Required work.
1. What point totals are shown on the comments in the forum thread below?
2. Does each statement agree with the forum thread below? (a) The first poster treats the Rift companions as merely cosmetic. (b) One reply says nobody ever complained about the Nintendo Hotline. (c) The last comment apologizes for not being clear enough. Answer yes or no for each, and quote the deciding words.

I'll die charging the hill.

So you can "earn" the stuff in-game: so what? That doesn't excuse it at all and I don't know why people repeat this. They aren't mad the item can be earned, they are mad it is sold. These seem like the same issue but they are not. Conflating them as the same issue is a poor attempt to deflect the justified frustration of the people who paid for this game. Their frustration is a basic part of human psychology. It is why we do not allow steroids in sports. It is why we separate boxing matches by weight. There is a fundamental understanding of "fairness" that every leftist should understand and this encroaches on that understanding. As a leftist you should understand how this is indicative of a greater inequity between what is accessible to those with wealth and those without in our society and you should be upset that it has not only consumed our working lives but now consumes our leisure as well.

In so far as your comments on the Rift companions being gated; I'm afraid you've put the cart before the horse. They are selling the solution to a problem they designed. This is the exact kind of toxic gameplay elements that people criticize the very existence of cash shops for. We aren't talking about some cosmetics here. The fact that you are trying to pass that off as a good thing shows just how lost in the sauce you are.

All these systems that must be interacted with in this way are things that must be programmed and tested. It hurts to see a game get blasted for performance issues when those same programmers may have been working on this garbage instead. Would their time have been better spent making sure the game ran nicely? Absolutely. But hey, at least they got the rift crystals and character editor token working right in the cash shop and isn't that what really matters?

You mentioned that it's not a big deal to have pay-2-win in a single player game. "Who cares," you say? Well, uh, a load of people. Why attempt to invalidate their concerns? Very toxic behavior in service to the greedy corporation, comrade. Do better.

[–] [email protected] 21 points 7 months ago (1 children)

'll die charging the hill.

lmao this is funny imagery for a argument. i wonder what rhetorical stakes are? cannons? does your argument give you a horse?

[–] [email protected] 13 points 7 months ago

my arguments have a saber. all the coolest charges in war involved sabers

[–] [email protected] 13 points 7 months ago (1 children)

Sports are irrelevant here. It is a singleplayer game. Enjoy it how you like.

All this amounts to is putting cheatcodes behind a paywall. And cheatcodes have been gone for decades. If we're really going to split hairs about this nobody ever complained about the Nintendo Hotline or the various other premium-cost official cheat hotlines in the back of the manuals back in the glory-days people imagine.

[–] [email protected] 17 points 7 months ago (1 children)

Sports are just games. Either way, it's an analogy about the psychology of fairness and equity so I feel it is relevant in that way. Perhaps that didn't occur to you in which case I apologize for not being clear enough. It being a singleplayer game is not relevant to this psychology as I explained. If your enjoyment of the game comes from the accomplishments in the game then those accomplishments being trivialized by a cash shop will diminish your enjoyment of the game. This, again, is part of this fundamental element of human psychology I was talking about which is why I mentioned it.

Dataset content.
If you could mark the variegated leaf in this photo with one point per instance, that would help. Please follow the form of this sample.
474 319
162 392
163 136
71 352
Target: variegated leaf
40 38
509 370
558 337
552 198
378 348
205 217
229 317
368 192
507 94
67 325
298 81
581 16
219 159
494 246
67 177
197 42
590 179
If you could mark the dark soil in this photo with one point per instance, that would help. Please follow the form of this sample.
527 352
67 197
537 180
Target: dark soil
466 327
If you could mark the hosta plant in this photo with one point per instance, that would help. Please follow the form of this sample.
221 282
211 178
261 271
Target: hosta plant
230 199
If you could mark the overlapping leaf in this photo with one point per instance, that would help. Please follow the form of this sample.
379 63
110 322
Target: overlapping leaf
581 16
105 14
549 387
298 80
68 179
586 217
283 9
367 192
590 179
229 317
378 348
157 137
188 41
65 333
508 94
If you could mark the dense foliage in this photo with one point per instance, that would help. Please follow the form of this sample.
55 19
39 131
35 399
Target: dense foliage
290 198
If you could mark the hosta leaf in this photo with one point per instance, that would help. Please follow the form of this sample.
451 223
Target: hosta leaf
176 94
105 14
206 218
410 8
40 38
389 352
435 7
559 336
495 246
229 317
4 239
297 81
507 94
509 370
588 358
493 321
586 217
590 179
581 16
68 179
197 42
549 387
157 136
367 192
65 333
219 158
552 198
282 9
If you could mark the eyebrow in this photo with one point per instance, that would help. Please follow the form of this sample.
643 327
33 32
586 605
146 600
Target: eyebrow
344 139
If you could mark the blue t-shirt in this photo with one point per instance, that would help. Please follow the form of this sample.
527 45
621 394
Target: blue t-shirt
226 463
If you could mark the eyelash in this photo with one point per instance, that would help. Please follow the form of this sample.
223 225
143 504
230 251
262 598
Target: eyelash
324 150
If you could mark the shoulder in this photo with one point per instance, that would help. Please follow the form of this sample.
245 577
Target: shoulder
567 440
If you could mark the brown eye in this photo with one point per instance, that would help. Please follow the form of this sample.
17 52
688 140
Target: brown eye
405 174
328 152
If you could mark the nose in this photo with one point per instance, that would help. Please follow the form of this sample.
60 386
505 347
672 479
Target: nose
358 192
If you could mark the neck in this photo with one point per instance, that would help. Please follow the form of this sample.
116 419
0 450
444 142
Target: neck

Your responses.
1. 21, 13, 13, 17

2.
(a) No: "We aren't talking about some cosmetics here."
(b) Yes: "nobody ever complained about the Nintendo Hotline"
(c) Yes: "I apologize for not being clear enough."